=== Work instructions ===
An exact repetition of the records is required. Leave nothing out.

Collected data entries
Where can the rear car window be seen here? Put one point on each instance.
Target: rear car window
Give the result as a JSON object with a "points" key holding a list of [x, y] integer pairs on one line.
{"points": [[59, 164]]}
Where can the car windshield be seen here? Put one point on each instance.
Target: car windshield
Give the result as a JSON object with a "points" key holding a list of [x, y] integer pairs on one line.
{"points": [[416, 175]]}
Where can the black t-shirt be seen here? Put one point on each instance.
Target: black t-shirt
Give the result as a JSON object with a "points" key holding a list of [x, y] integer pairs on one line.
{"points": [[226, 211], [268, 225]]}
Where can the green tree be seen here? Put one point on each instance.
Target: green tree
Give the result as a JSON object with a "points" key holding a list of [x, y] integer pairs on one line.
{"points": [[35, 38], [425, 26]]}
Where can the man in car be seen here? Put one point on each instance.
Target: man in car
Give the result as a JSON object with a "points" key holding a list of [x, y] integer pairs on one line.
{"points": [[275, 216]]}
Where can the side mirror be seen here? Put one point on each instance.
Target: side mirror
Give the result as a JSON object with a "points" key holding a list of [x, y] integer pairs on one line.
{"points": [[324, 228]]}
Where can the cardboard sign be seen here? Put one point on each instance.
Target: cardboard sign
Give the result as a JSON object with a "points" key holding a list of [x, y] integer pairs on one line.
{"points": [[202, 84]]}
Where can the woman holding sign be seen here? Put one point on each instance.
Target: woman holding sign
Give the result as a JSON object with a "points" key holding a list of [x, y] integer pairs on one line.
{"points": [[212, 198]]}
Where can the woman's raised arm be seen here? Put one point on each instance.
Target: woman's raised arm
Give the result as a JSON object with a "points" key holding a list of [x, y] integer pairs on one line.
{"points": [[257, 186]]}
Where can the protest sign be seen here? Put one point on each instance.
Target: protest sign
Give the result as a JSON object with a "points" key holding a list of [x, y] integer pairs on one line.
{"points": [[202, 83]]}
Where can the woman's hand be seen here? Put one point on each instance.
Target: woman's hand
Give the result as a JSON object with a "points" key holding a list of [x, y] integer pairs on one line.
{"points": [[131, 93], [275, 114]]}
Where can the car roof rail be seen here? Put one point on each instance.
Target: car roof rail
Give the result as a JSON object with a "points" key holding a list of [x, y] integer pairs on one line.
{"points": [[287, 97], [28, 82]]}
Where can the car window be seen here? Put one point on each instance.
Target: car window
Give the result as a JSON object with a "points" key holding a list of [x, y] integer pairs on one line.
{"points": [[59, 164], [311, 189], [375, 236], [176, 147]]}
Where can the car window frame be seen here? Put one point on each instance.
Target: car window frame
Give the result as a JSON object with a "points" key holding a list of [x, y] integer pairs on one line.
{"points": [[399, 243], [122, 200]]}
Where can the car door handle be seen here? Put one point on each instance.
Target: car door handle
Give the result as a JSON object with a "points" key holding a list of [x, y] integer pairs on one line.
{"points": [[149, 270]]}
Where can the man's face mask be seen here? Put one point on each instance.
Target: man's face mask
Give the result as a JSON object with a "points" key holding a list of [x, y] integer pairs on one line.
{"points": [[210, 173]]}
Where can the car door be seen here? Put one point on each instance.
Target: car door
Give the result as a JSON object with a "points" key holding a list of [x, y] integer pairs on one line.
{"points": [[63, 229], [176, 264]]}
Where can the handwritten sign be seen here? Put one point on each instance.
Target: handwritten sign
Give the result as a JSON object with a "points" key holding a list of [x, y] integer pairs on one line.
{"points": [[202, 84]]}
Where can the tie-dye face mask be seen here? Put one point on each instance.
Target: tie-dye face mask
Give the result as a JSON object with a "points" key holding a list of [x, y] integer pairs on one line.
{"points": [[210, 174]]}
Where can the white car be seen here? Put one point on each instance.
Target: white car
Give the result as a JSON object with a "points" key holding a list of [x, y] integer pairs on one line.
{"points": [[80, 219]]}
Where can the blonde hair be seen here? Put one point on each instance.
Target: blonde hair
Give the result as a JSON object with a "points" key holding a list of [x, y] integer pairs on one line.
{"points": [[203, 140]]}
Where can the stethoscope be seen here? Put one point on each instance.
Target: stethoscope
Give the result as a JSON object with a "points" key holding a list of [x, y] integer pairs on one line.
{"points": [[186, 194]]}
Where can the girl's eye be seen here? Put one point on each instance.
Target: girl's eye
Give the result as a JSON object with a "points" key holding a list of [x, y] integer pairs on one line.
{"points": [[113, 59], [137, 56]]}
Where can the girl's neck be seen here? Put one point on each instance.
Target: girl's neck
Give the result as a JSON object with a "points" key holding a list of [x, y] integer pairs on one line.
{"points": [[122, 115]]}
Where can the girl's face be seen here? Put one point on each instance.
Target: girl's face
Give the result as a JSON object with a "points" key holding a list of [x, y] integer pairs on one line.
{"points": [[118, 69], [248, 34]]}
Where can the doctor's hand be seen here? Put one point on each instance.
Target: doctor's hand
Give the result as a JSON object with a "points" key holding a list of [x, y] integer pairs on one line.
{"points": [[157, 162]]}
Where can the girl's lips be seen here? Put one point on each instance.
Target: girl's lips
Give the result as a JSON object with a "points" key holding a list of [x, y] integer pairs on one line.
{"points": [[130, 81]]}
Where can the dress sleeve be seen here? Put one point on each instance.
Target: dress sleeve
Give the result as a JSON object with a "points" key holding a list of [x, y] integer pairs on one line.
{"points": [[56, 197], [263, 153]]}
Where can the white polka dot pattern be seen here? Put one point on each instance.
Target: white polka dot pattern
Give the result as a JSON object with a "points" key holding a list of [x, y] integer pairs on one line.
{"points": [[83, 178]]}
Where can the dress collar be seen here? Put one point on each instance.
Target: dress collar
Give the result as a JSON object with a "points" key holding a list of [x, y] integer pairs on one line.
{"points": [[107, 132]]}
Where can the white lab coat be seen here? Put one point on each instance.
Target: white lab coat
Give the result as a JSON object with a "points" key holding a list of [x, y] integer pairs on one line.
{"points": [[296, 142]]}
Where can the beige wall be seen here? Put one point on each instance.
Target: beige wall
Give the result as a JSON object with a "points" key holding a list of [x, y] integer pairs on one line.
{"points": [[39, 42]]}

=== Solution below ===
Where can the rear car window be seen here? Put one point on each instance.
Target: rear car window
Give the result as a JSON object with a "points" key holding a list of [x, y] integer pairs on one line.
{"points": [[59, 164]]}
Where can the car windshield be seen here? Put one point on each instance.
Target: car windshield
Give the result as a JSON object with a "points" key holding a list of [x, y] integer pairs on one line.
{"points": [[416, 175]]}
Where can the black t-shirt be seen here? Put one point on each instance.
Target: black t-shirt
Give the result as a JSON object with a "points" key holding a list of [x, y] integer pairs on one line.
{"points": [[226, 211], [268, 225]]}
Where can the green tree be seen here? Put one point on each instance.
Target: green tree
Give the result as a JSON object with a "points" key holding a list of [x, y] integer pairs on one line.
{"points": [[35, 38], [425, 26]]}
Where can the man in car be seen here? Put one point on each instance.
Target: man in car
Give the result as a JSON object with a "points" key holding a list of [x, y] integer pairs on one line.
{"points": [[275, 216]]}
Where can the side mirror be seen here? Put one point on each instance.
Target: side mirror
Give the result as a JSON object with a "points" key holding a list of [x, y] integer pairs on one line.
{"points": [[324, 228]]}
Where can the cardboard sign be seen here? Put one point on each instance.
Target: cardboard sign
Give the result as a JSON object with a "points" key holding a list of [x, y] integer pairs on one line.
{"points": [[202, 84]]}
Where can the woman holding sign be seen here? Put one point on each instance.
Target: woman holding sign
Give the result as a JSON object with a "points" key holding a list of [x, y] integer pairs on one line.
{"points": [[212, 198]]}
Where can the woman's raised arm be seen here? Put one point on each instance.
Target: woman's raised arm
Give the result as a JSON object with a "points" key holding a list of [x, y] integer pairs on one line.
{"points": [[257, 186]]}
Where can the protest sign be seen here? Put one point on each instance.
Target: protest sign
Give the result as a JSON object with a "points" key holding a list of [x, y] integer pairs on one line.
{"points": [[202, 83]]}
Where can the woman's hand be seen here? Put one point on each instance.
Target: woman's hand
Give the result as a JSON object with a "points" key holding a list of [x, y] integer pairs on one line.
{"points": [[131, 93], [275, 114]]}
Where can the car roof rail be seen here? Put one point on each instance.
Target: car roof rail
Give the result as a JSON object with a "points" key holding a list of [x, y] integer pairs on one line.
{"points": [[287, 97], [28, 82]]}
Where can the car window be seen here? Put one point on each instance.
Target: car window
Give the result as a JSON object with a "points" key holding a list of [x, y] integer pairs on one line.
{"points": [[59, 164], [311, 189], [375, 236], [176, 147]]}
Where can the car window frame be seen here? Put one point on each instance.
Target: car window frame
Give the result as a JSON object with a "points" key holding a list of [x, y] integer pairs on one line.
{"points": [[399, 243], [122, 200]]}
Where can the car door handle be seen here? Put one point on each instance.
Target: car door handle
Give the result as a JSON object with a "points" key holding a list of [x, y] integer pairs on one line.
{"points": [[149, 270]]}
Where can the man's face mask be seen here? Put one point on each instance.
Target: man's face mask
Give the result as a JSON object with a "points" key holding a list of [x, y] integer pairs on one line.
{"points": [[210, 173]]}
Where can the car door be seen here? Put one point on each instance.
Target: car door
Give the result as a JSON object with a "points" key holding a list of [x, y] integer pairs on one line.
{"points": [[63, 229], [176, 264]]}
Where can the handwritten sign be seen here? Put one point on each instance.
Target: handwritten sign
Give the result as a JSON object with a "points" key holding a list of [x, y] integer pairs on one line.
{"points": [[202, 84]]}
Where can the tie-dye face mask be seen here? Put one point on each instance.
Target: tie-dye face mask
Give the result as a JSON object with a "points" key holding a list of [x, y] integer pairs on one line.
{"points": [[210, 174]]}
Where can the white car be seen here? Put one point on each instance.
Target: white car
Give the result as a JSON object with a "points" key holding a list of [x, y] integer pairs on one line.
{"points": [[80, 219]]}
Where can the blonde hair be seen here? Put one point on each instance.
Target: blonde hair
Give the result as a JSON object with a "points" key holding a list of [x, y] integer pairs on one line.
{"points": [[203, 140]]}
Where can the stethoscope be seen here? Put one point on each instance.
Target: stethoscope
Give the result as a JSON object with a "points" key holding a list of [x, y] integer pairs on one line.
{"points": [[186, 194]]}
Where can the girl's eye be seen here? Put one point on each instance.
Target: girl's eye
Give the result as a JSON object with a "points" key holding a list of [x, y] integer pairs on one line.
{"points": [[113, 59], [137, 56]]}
Where can the girl's neck be seen here? Put one point on each instance.
Target: girl's neck
Give the result as a JSON object with a "points" key holding a list of [x, y] integer pairs on one line.
{"points": [[122, 115]]}
Where can the girl's face be seen here? Put one point on each instance.
Target: girl's face
Give the result as a JSON object with a "points" key holding a list of [x, y] integer pairs on one line.
{"points": [[118, 69], [248, 34]]}
Where can the doctor's hand be seen here? Put one point on each instance.
Target: doctor's hand
Give the result as a JSON object with a "points" key holding a list of [x, y] integer pairs on one line.
{"points": [[157, 162]]}
Where can the girl's lips be seen here? Put one point on each instance.
Target: girl's lips
Give the result as a JSON object with a "points" key holding a list of [x, y] integer pairs on one line.
{"points": [[130, 81]]}
Where can the dress sleeve be seen here? Put one point on each instance.
Target: dress sleeve
Give the result as a JSON object with a "points" key holding a list of [x, y] integer pairs on one line.
{"points": [[56, 197], [263, 153]]}
Where can the white polka dot pattern be seen here? Put one point on each instance.
Target: white polka dot pattern
Give the result as a JSON object with a "points" key holding a list of [x, y] integer pairs on one line.
{"points": [[83, 178]]}
Where can the dress collar be seen here? Put one point on each instance.
Target: dress collar
Give the result as a JSON object with a "points" key holding a list of [x, y] integer pairs on one line.
{"points": [[107, 132]]}
Where can the white lab coat be seen here? Put one point on each instance.
Target: white lab coat
Give the result as a JSON object with a "points" key holding a list of [x, y] integer pairs on one line.
{"points": [[296, 142]]}
Where can the beige wall be seen here? Put one point on each instance.
Target: beige wall
Give the result as a JSON object with a "points" key holding a list of [x, y] integer pairs on one line.
{"points": [[39, 42]]}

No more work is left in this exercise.